● EXERCISE: In the material below, write out word for word the lines starting with the line that contains "Where can you find the green grass" and going on through the line that contains "Target: coach's ear", and nothing else.
---
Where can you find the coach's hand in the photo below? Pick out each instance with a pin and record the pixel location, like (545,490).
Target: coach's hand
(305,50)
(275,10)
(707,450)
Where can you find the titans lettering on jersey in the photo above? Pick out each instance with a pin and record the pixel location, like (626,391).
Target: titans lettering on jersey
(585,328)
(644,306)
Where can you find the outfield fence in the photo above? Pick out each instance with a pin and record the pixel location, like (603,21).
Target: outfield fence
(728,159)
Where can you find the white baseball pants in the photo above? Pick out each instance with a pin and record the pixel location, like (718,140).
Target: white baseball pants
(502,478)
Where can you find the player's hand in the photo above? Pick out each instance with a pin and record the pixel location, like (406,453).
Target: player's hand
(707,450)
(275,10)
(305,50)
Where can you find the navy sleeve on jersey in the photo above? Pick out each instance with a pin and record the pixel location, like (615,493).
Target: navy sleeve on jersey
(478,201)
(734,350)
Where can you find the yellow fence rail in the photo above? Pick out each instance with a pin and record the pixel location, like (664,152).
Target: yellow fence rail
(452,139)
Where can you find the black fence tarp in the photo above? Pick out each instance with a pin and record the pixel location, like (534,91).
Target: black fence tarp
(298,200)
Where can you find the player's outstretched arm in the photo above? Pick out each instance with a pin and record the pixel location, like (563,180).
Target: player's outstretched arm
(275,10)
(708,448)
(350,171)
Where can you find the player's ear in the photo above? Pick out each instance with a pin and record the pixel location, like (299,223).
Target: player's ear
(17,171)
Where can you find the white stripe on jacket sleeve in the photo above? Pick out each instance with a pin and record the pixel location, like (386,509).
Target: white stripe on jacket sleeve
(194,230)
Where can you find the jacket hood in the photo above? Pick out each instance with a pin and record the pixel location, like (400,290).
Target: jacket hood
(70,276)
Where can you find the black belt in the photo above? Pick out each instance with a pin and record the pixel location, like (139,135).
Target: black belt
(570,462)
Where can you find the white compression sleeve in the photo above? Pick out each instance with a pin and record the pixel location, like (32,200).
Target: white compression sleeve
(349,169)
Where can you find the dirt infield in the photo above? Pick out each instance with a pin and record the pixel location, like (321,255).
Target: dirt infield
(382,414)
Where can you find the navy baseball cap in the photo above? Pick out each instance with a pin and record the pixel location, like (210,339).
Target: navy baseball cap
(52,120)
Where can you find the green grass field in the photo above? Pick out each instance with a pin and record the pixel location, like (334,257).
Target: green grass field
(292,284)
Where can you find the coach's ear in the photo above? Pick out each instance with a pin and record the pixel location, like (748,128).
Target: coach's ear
---
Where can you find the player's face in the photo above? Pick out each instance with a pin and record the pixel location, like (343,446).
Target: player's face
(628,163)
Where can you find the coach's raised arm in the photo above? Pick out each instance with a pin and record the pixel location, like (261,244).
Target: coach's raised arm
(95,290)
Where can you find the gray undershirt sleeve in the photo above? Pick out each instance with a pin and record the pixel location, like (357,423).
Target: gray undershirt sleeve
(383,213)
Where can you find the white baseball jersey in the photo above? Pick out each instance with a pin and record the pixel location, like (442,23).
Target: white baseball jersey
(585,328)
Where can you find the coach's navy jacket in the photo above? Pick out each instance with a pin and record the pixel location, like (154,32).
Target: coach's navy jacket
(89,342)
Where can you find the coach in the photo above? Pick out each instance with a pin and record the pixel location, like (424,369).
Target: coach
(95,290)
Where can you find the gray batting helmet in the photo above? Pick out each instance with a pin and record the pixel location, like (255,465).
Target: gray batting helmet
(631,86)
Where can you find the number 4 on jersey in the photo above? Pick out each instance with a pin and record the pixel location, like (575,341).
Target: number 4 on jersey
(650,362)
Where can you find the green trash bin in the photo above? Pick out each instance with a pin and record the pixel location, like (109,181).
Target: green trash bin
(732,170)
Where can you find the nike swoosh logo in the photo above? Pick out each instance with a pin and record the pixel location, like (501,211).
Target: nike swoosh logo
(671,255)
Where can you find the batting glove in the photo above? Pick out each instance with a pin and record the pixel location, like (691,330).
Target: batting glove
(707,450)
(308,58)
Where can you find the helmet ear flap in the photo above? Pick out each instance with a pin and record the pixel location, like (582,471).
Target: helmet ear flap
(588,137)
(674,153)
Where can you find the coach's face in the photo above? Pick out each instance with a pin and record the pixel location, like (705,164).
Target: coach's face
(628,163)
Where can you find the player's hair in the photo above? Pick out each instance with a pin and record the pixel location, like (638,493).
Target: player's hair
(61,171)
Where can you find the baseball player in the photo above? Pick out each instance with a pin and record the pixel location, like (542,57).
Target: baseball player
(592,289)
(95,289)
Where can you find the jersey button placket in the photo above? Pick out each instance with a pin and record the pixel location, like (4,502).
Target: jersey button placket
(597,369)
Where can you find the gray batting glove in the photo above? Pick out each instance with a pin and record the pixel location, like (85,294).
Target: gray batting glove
---
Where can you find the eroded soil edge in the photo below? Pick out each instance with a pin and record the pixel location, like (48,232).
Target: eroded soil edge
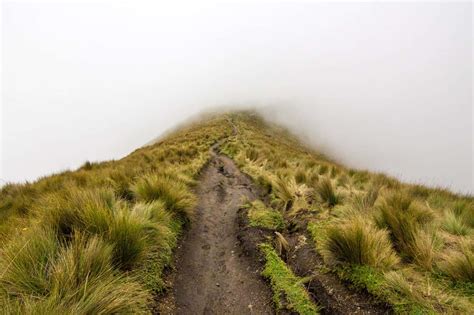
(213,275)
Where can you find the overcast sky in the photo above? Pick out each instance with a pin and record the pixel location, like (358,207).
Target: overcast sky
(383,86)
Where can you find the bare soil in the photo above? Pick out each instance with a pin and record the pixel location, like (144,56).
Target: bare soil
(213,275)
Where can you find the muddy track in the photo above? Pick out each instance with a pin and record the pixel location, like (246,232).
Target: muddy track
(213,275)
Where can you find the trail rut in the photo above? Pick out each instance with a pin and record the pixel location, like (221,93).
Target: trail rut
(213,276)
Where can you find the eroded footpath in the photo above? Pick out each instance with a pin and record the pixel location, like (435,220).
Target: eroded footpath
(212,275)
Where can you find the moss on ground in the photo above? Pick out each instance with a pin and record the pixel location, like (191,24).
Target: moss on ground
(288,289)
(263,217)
---
● COMPLETED EXERCISE:
Where can you find the green grass field in the photo above? Pick out each instance with a pin and record the pixel location, like (334,257).
Target: green grass field
(292,284)
Where can you find the coach's ear in the photo above? Pick out each instance with a pin and record the pixel location, like (748,128).
Target: coach's ear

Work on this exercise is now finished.